▶ _Exercise aim_
Whatever the records say, set them down exactly.

▶ _Supplied material_
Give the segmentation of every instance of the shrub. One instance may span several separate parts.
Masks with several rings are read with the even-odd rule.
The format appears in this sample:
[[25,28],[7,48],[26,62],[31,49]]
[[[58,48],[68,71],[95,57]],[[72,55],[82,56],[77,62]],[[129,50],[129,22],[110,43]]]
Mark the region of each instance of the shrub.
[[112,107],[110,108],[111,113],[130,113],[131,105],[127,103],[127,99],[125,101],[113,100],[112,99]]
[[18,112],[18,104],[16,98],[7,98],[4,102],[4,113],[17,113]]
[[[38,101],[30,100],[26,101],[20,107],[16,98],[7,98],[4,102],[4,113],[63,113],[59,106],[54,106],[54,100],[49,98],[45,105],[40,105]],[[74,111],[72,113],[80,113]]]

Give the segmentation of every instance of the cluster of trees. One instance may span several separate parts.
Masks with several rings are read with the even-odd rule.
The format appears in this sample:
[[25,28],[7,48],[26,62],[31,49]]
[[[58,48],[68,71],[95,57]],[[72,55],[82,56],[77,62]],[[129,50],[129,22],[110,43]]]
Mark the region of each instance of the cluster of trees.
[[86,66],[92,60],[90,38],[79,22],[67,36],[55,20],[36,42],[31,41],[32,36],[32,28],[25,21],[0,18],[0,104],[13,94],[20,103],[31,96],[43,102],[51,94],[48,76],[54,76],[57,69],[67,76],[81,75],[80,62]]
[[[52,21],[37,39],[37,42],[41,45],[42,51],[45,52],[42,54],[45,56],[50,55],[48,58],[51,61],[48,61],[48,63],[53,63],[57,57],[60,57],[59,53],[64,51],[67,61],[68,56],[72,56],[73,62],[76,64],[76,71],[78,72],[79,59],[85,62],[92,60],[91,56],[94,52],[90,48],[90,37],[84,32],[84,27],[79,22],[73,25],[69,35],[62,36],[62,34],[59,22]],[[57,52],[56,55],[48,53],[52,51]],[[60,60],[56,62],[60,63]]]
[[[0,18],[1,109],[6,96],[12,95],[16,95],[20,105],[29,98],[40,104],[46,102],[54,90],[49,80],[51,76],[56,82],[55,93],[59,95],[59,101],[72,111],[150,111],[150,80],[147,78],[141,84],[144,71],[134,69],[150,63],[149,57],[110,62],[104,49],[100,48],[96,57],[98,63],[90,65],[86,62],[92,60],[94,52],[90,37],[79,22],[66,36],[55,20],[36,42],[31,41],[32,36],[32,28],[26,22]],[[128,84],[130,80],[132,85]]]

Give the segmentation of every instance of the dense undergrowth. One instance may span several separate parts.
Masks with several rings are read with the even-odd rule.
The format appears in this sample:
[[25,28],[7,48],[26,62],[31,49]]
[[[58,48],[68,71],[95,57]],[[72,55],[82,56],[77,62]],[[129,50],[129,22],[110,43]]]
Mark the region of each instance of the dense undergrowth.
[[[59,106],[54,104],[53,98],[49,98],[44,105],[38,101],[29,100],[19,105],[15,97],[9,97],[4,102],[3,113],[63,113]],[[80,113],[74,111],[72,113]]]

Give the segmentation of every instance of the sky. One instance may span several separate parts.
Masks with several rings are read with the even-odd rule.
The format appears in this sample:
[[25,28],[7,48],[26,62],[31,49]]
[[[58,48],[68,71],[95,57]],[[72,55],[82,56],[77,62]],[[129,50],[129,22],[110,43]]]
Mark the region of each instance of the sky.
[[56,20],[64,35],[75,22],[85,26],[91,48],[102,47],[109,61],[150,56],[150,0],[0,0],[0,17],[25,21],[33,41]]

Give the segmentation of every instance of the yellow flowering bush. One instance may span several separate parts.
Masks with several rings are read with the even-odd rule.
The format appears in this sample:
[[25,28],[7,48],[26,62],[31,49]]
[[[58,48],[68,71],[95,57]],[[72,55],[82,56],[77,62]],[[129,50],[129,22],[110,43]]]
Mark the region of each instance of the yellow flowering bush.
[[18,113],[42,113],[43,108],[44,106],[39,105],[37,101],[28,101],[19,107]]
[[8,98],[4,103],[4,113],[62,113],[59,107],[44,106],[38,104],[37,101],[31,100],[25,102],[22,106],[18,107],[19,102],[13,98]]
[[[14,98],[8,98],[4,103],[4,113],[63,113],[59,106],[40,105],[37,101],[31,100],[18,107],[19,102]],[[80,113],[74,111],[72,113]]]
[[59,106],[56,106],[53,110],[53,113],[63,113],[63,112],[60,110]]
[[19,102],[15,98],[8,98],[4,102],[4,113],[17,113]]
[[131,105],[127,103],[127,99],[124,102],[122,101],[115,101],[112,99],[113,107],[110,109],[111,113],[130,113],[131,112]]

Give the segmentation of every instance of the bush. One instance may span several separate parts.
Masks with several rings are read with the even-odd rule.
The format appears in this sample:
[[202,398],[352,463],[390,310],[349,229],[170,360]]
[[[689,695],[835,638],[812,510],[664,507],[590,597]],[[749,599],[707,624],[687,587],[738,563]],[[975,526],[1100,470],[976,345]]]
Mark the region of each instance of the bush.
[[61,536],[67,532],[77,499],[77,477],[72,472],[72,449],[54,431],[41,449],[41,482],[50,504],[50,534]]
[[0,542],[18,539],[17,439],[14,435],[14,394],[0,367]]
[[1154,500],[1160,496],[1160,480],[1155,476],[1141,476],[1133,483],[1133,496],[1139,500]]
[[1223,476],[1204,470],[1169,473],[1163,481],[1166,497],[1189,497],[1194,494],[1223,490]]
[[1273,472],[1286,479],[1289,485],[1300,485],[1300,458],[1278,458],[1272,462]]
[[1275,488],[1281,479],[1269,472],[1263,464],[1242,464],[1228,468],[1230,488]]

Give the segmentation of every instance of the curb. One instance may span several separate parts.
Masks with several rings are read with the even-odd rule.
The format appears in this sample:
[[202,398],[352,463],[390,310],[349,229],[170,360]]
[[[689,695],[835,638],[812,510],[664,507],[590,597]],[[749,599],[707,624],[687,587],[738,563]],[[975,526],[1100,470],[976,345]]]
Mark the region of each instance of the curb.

▶ _Exercise output_
Give the segmentation of every instance of the shrub. One instance may span several separate parts.
Masks with several rings are read with the even-odd rule.
The format appears in this sample:
[[25,28],[7,48],[26,62],[31,49]]
[[[58,48],[68,71],[95,57]],[[72,55],[82,56],[77,62]],[[129,50],[129,22],[110,43]]]
Mark the region of each instance of the shrub.
[[112,107],[110,108],[111,113],[130,113],[131,105],[127,103],[127,99],[125,101],[113,100],[112,99]]
[[18,112],[18,104],[16,98],[7,98],[4,102],[4,113],[17,113]]
[[[38,101],[30,100],[26,101],[20,107],[16,98],[7,98],[4,102],[4,113],[63,113],[59,106],[54,106],[54,100],[49,98],[45,105],[40,105]],[[74,111],[72,113],[80,113]]]

Give the segmentation of every instance of the cluster of trees. One instance may span several separate parts.
Masks with several rings are read with the even-odd rule.
The format appears in this sample:
[[25,28],[7,48],[26,62],[31,49]]
[[[58,48],[68,71],[95,57]],[[72,55],[82,56],[77,62]],[[129,50],[129,22],[110,43]]]
Mark the region of each instance of the cluster of trees.
[[86,66],[92,60],[90,38],[79,22],[67,36],[55,20],[36,42],[31,41],[32,36],[32,28],[25,21],[0,18],[0,104],[13,94],[20,103],[31,96],[43,102],[51,94],[48,76],[54,76],[57,69],[67,76],[81,75],[80,62]]
[[[52,21],[37,39],[37,42],[41,45],[42,51],[45,52],[42,54],[45,56],[50,55],[48,58],[51,61],[48,61],[48,63],[53,63],[57,57],[60,57],[59,53],[64,51],[67,61],[68,56],[72,56],[73,62],[76,64],[76,71],[78,72],[79,59],[85,62],[92,60],[91,56],[94,52],[90,48],[90,37],[84,32],[84,27],[79,22],[73,25],[69,35],[62,36],[62,34],[59,22]],[[57,52],[56,55],[48,53],[52,51]],[[60,60],[56,62],[60,63]]]
[[[0,18],[1,109],[6,96],[12,95],[16,95],[20,105],[29,98],[40,104],[46,102],[54,90],[49,80],[51,76],[56,82],[55,93],[59,95],[59,101],[72,111],[150,111],[150,80],[147,78],[141,84],[144,71],[134,69],[150,63],[149,57],[110,62],[104,49],[100,48],[96,57],[98,63],[90,65],[86,62],[92,60],[94,52],[90,37],[79,22],[66,36],[55,20],[36,42],[31,41],[32,36],[32,28],[26,22]],[[128,84],[130,80],[132,85]]]

Give the segmentation of every instance of the dense undergrowth. One instance may span several separate parts.
Masks with several rings are read with the even-odd rule.
The format appears in this sample:
[[25,28],[7,48],[26,62],[31,49]]
[[[58,48],[68,71],[95,57]],[[72,55],[82,56],[77,62]],[[129,50],[129,22],[110,43]]]
Mark the region of each instance of the dense undergrowth.
[[[59,106],[54,104],[53,98],[49,98],[44,105],[38,101],[29,100],[19,105],[15,97],[9,97],[4,102],[3,113],[63,113]],[[80,113],[74,111],[72,113]]]

Give the segmentation of every instance of the sky. One instance may span several separate parts.
Masks with several rings are read with the even-odd rule.
The format appears in this sample:
[[25,28],[7,48],[26,62],[31,49]]
[[[58,48],[68,71],[95,57]],[[72,55],[82,56],[77,62]],[[129,50],[129,22],[110,43]]]
Mark the region of each instance of the sky.
[[56,20],[64,35],[75,22],[85,26],[91,48],[102,47],[109,61],[150,56],[150,0],[0,0],[0,17],[25,21],[33,41]]

Give the segmentation of every instance of the yellow flowering bush. One instance may span several separate parts.
Masks with several rings are read with the even-odd rule.
The format appears in this sample:
[[25,28],[7,48],[26,62],[31,49]]
[[[58,48],[68,71],[95,57]],[[72,55],[82,56],[77,62]],[[129,50],[129,22],[110,43]]]
Mark the region of each instance of the yellow flowering bush.
[[18,113],[42,113],[43,108],[44,106],[39,105],[37,101],[28,101],[19,107]]
[[8,98],[4,103],[4,113],[62,113],[59,107],[44,106],[38,104],[37,101],[31,100],[25,102],[22,106],[18,107],[19,102],[13,98]]
[[[14,98],[8,98],[4,103],[4,113],[63,113],[59,106],[40,105],[37,101],[31,100],[18,107],[19,102]],[[80,113],[74,111],[72,113]]]
[[59,106],[56,106],[53,110],[53,113],[63,113],[63,112],[60,110]]
[[19,102],[15,98],[8,98],[4,102],[4,113],[17,113]]
[[131,105],[127,103],[127,99],[124,102],[122,101],[115,101],[112,99],[113,107],[110,109],[111,113],[130,113],[131,112]]

Give the segmentation of every instance of the bush. One instance may span several separate parts.
Masks with several rings are read with the even-odd rule.
The format appears in this sample:
[[202,398],[352,463],[390,310],[349,229],[170,360]]
[[[689,695],[835,638],[812,510],[664,507],[590,597]],[[749,599],[707,624],[687,587],[738,563]],[[975,526],[1100,470],[976,345]]]
Mark the region of each instance of the bush.
[[61,536],[67,532],[77,499],[77,477],[72,472],[72,449],[54,431],[41,449],[41,482],[50,504],[50,534]]
[[0,542],[18,539],[17,439],[14,435],[14,394],[0,367]]
[[1154,500],[1160,496],[1160,480],[1155,476],[1141,476],[1133,483],[1133,496],[1139,500]]
[[1223,476],[1204,470],[1169,473],[1163,481],[1166,497],[1189,497],[1194,494],[1223,490]]
[[1273,472],[1286,479],[1289,485],[1300,485],[1300,458],[1278,458],[1272,462]]
[[1275,488],[1281,479],[1269,472],[1263,464],[1242,464],[1228,468],[1230,488]]

Give the segmentation of every instance of the curb. One instance may span several separate parts.
Masks with several rings are read with the even-odd rule.
The format appears in this sample:
[[202,398],[352,463],[390,310],[349,229],[170,360]]
[[[689,695],[835,638],[812,510],[664,507],[590,597]],[[749,599],[707,624],[687,587],[738,563]],[[975,526],[1100,470],[976,345]]]
Mark the region of each instance of the curb.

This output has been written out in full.